● Extracted records:
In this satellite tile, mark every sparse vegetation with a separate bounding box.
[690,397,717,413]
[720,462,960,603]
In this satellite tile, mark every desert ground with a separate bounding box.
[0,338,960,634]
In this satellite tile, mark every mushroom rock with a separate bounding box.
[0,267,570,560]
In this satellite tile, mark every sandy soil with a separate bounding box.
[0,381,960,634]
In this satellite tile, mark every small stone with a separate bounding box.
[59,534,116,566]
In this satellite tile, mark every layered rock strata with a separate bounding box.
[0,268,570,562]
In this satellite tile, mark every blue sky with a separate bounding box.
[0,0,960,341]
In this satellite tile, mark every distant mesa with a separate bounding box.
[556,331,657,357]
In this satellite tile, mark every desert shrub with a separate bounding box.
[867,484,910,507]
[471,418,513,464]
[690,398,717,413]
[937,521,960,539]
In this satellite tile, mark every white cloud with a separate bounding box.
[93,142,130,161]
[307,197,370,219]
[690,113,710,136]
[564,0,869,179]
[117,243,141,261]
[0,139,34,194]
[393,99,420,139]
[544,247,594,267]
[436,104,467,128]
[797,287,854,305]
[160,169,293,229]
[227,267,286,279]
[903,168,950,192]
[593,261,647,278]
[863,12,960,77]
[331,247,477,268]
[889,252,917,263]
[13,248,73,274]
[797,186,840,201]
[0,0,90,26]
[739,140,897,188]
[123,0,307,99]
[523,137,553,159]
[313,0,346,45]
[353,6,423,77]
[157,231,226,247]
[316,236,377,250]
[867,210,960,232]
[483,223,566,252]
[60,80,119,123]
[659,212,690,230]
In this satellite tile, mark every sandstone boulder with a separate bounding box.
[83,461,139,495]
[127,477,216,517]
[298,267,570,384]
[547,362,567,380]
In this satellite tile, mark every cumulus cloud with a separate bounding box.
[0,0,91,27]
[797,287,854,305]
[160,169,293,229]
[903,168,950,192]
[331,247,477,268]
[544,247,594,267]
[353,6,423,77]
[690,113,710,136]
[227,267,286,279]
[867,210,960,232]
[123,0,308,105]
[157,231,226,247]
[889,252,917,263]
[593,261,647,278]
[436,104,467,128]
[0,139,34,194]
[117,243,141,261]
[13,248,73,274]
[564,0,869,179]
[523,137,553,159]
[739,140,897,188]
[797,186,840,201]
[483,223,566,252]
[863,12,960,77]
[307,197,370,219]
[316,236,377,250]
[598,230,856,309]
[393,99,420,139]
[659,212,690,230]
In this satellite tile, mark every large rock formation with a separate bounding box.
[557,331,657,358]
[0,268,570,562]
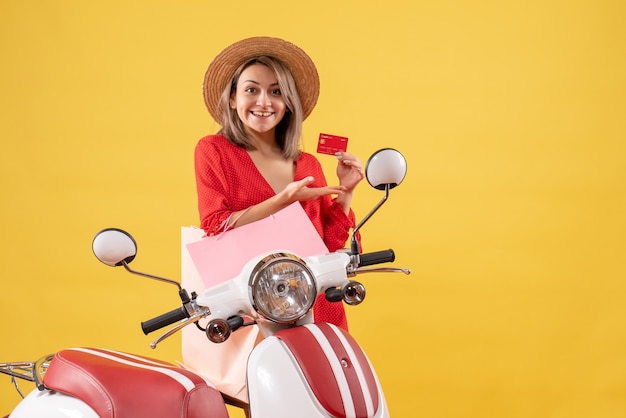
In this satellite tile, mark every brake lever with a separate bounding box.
[150,306,211,348]
[354,267,411,275]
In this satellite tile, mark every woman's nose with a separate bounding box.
[256,93,272,107]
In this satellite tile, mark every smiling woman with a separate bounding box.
[191,37,363,398]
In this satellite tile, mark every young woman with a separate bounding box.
[195,37,363,329]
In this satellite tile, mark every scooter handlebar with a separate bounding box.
[141,307,189,335]
[359,249,396,267]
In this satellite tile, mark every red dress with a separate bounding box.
[195,135,355,329]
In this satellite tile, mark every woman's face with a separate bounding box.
[230,63,286,134]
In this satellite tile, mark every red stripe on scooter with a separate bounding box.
[275,323,379,418]
[334,327,380,413]
[274,327,346,417]
[318,324,369,417]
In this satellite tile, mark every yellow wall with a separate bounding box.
[0,0,626,418]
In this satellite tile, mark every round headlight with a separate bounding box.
[248,253,317,324]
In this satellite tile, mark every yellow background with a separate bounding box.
[0,0,626,418]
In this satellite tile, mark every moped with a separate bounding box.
[0,148,410,418]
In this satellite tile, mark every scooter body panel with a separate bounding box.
[248,324,389,418]
[9,389,99,418]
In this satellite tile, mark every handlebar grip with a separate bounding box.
[141,307,189,335]
[359,249,396,267]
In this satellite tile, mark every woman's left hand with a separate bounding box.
[335,152,365,192]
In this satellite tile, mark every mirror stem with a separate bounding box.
[350,184,391,255]
[122,260,183,292]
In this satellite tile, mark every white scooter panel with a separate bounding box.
[248,323,389,418]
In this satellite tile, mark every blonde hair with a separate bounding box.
[218,56,303,159]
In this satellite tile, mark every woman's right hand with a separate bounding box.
[281,176,346,204]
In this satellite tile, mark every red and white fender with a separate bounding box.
[248,324,389,418]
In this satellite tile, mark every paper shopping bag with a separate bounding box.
[181,227,262,403]
[187,202,328,287]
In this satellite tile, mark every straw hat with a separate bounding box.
[202,36,320,123]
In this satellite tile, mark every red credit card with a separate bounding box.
[317,134,348,155]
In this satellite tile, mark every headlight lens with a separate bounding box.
[248,253,317,324]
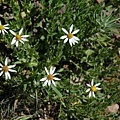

● Brief: Which lines of the items above contain the string "handlebar"? Copy each of those lines, counting only matches with the same uppercase and lowercase letters.

● Response to this exercise:
In this satellite tile, mark every scooter handlebar with a separate bounding box.
In this satellite tile, mark every handlebar grip with a separate bounding box.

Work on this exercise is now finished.